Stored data

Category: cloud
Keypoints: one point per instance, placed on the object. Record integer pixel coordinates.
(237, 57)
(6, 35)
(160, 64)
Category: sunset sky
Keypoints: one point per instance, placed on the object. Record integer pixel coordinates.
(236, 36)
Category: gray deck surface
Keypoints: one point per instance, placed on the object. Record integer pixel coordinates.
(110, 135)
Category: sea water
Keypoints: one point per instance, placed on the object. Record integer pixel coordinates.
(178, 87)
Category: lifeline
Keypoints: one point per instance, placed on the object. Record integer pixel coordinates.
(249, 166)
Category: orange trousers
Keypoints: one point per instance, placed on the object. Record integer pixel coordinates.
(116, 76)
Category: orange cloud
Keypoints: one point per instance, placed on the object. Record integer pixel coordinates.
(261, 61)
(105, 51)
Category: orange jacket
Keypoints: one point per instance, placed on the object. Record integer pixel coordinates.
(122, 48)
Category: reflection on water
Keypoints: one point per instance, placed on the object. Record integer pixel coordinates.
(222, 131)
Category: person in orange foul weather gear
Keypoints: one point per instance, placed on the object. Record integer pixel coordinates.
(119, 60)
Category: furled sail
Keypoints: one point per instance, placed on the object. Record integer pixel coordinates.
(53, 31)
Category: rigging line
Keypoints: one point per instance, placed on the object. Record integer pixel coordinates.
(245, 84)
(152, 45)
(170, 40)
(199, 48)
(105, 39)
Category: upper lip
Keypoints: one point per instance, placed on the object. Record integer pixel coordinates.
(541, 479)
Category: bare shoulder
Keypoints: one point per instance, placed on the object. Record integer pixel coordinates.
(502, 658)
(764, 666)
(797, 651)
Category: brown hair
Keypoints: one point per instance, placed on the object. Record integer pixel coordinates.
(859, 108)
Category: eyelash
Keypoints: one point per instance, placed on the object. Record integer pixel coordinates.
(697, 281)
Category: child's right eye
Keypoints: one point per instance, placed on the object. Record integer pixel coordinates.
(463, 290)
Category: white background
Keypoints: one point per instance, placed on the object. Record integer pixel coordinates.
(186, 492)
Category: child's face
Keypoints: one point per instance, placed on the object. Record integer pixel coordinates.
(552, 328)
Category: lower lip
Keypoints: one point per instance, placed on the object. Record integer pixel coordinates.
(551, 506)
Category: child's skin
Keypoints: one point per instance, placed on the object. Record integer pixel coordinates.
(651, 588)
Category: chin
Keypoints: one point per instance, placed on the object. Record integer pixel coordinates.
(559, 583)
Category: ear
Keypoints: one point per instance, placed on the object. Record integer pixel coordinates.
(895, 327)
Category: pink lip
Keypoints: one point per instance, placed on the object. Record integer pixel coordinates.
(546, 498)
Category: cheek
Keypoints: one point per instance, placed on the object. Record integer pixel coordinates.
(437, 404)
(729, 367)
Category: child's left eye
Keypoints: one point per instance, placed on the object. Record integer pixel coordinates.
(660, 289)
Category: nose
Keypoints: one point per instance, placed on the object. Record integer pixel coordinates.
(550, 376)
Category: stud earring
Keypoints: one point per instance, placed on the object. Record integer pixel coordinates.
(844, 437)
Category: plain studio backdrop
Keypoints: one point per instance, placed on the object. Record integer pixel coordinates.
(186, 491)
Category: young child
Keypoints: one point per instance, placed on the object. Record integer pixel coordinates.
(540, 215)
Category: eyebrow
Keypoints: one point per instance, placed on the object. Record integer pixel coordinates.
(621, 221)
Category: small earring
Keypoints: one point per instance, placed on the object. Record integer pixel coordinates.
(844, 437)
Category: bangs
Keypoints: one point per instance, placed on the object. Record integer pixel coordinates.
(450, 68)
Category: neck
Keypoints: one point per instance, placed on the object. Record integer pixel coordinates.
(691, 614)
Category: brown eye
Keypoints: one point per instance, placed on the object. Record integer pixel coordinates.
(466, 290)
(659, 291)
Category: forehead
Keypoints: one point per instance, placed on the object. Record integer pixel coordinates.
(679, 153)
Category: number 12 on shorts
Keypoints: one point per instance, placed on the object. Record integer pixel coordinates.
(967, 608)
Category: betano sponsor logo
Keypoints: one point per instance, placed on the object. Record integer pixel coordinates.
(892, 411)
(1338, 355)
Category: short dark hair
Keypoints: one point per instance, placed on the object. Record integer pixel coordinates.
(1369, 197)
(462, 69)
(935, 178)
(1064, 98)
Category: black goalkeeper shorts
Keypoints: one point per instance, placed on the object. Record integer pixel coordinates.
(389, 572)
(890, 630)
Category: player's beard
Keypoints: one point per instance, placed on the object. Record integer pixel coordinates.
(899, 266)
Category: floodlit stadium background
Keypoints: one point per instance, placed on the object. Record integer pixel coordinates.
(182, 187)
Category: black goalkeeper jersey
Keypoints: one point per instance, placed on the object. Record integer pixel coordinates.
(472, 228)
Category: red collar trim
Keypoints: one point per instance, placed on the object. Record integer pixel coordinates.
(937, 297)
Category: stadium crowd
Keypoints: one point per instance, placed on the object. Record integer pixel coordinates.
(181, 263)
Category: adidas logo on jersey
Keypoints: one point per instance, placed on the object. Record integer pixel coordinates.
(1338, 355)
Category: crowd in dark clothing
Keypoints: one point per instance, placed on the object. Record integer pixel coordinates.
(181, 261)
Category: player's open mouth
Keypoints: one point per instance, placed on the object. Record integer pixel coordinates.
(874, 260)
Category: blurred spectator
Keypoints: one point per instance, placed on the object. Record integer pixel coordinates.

**Set task**
Please copy out all of the records above again, swapping every "integer pixel coordinates" for "whole-number pixel coordinates" and changing nothing else.

**Full response**
Category: cloud
Keypoints: one point per instance, placed on the object. Record whole-number pixel coordinates.
(237, 57)
(6, 35)
(160, 64)
Category: sunset sky
Keypoints: one point per instance, placed on the object. Record whole-number pixel coordinates.
(236, 36)
Category: gray deck surface
Keypoints: one point per instance, placed on the object. Record whole-number pixel coordinates.
(110, 135)
Category: sea water
Keypoints: one point per instance, placed on the object. Record whole-number pixel coordinates.
(178, 87)
Category: lifeline
Keypoints: one point per instance, placed on the object. Record whole-number pixel coordinates.
(249, 166)
Category: orange trousers
Keypoints: one point per instance, placed on the object. Record whole-number pixel coordinates.
(116, 76)
Category: orange cloud
Keypoints: one point per instance, placed on the object. Record whole-number pixel coordinates.
(261, 61)
(105, 51)
Category: orange jacket
Keypoints: one point per instance, placed on the object. Record whole-number pixel coordinates.
(122, 48)
Category: reflection on water
Keypoints: one point per instance, placed on the object. Record whole-number pixel coordinates.
(222, 131)
Category: person in orange foul weather gear
Keypoints: one point per instance, placed on the object. Record whole-number pixel coordinates.
(119, 60)
Category: furled sail
Keypoints: one point per instance, placed on the object. Record whole-number pixel coordinates.
(53, 31)
Category: rigging line
Keypoints: one point per instance, placed on the object. Record whole-number pixel coordinates.
(245, 84)
(152, 45)
(170, 40)
(199, 48)
(105, 39)
Category: upper lip
Keypoints: one point per instance, placed on the object. Record whole-number pixel coordinates.
(541, 479)
Category: bare shoulder
Keypoints: one point per instance, placed on the object. Record whole-number pixel coordinates.
(502, 658)
(764, 666)
(797, 651)
Category: brown hair
Keypoints: one point per instance, placed on the object. Record whole-number pixel coordinates.
(859, 108)
Category: eyelash
Keypoints: one point per instance, placed on the object. Record whole-number pixel coordinates.
(697, 281)
Category: child's right eye
Keypoints: one point per instance, placed on the object. Record whole-number pixel coordinates.
(463, 290)
Category: white background
Keypoints: one point per instance, placed on the object. Record whole-number pixel coordinates.
(186, 492)
Category: child's face
Keypoints: one point per instance, placed on the object. Record whole-number pixel coordinates.
(552, 328)
Category: lower lip
Keypoints: one point per instance, placed on the object. Record whole-number pixel coordinates.
(551, 506)
Category: child's skin
Keypoints: one point per instance, placed on the object. Record whole-number pixel coordinates.
(651, 588)
Category: chin
Keypoints: one point per instance, placed on the object. Record whole-number pixel coordinates.
(559, 583)
Category: ear
Keypoints: one point per instance, placed on the object. Record whole-number pixel coordinates.
(895, 327)
Category: pink lip
Keypoints: one point per instance, placed on the object. Record whole-number pixel coordinates.
(546, 498)
Category: cheek
Keypoints: one point per instance, placed on the object. Record whole-number pixel coordinates.
(437, 404)
(729, 367)
Category: child's left eye
Keypoints: one point per instance, placed on the object. Record whole-number pixel coordinates.
(660, 289)
Category: nose
Keypoints: one point per instance, placed on the object. Record whole-number pixel coordinates.
(550, 376)
Category: stud earring
Keypoints: one point per instance, placed on the object. Record whole-number pixel coordinates.
(844, 437)
Category: plain studio backdrop
Keypoints: one point per instance, placed on the object. Record whole-number pixel coordinates.
(186, 491)
Category: young child
Keypoints: one point per instance, placed on the object. Record whole-number pixel coordinates.
(540, 215)
Category: eyebrow
Keypoints: one point per instance, placed on the object. Record whole-number pixel coordinates.
(621, 221)
Category: small earring
Keypoints: one point per instance, placed on the object. Record whole-number pixel coordinates.
(844, 437)
Category: bangs
Keypoints: one point per instance, placed on the object. Record whole-number pixel coordinates.
(450, 68)
Category: neck
Keypoints: one point per instance, placed on the object. Record whole-number pixel coordinates.
(691, 614)
Category: brown eye
Keypoints: one point per instance, placed on the object. Record whole-number pixel coordinates.
(466, 290)
(659, 291)
Category: forehead
Keypoints: one point per instance, placed on the object. Record whole-number pixel coordinates.
(679, 153)
Category: number 12 on shorts
Keypoints: one point per instance, placed on the object. Record whole-number pixel coordinates.
(967, 608)
Category: betano sponsor logo
Keypoints: one point per instance, placed on the object. Record whole-number pixel coordinates.
(892, 411)
(1338, 355)
Category: short dark hair
Keypoints: one point per instance, placed on the object. Record whole-number pixel coordinates.
(1369, 197)
(462, 69)
(935, 178)
(1064, 98)
Category: black goalkeeper shorts
Keypoints: one point per instance, placed on the object. Record whole-number pixel coordinates.
(389, 572)
(890, 630)
Category: player's beard
Keypoints: one point per instance, placed on the object. Record whole-number pixel coordinates.
(899, 266)
Category: floodlit stadium background
Keypoints: one point per instance, placed on the object. Record whole-number pixel coordinates.
(182, 187)
Category: black goalkeeper jersey
Keypoints: one point per instance, placed on the object. Record whole-number pixel coordinates.
(472, 228)
Category: red collar trim
Keypoints: one point per instance, placed on the object. Record whole-number pixel coordinates.
(937, 297)
Category: stadium crowd
Keypoints: one point per instance, placed on the object. Record whole-number pixel coordinates.
(181, 263)
Category: adidas logo on jersey
Keypoints: one point per instance, placed on the object. Record whole-number pixel coordinates.
(1338, 355)
Category: crowd in dark clothing
Keypoints: one point per instance, placed on the object. Record whole-number pixel coordinates.
(181, 261)
Category: player's open mouth
Keypoints: one point per instance, placed on the object. Record whole-number pixel coordinates.
(874, 260)
Category: blurred spectator
Keypoints: one point per instance, placed on the object. Record whole-number pixel coordinates.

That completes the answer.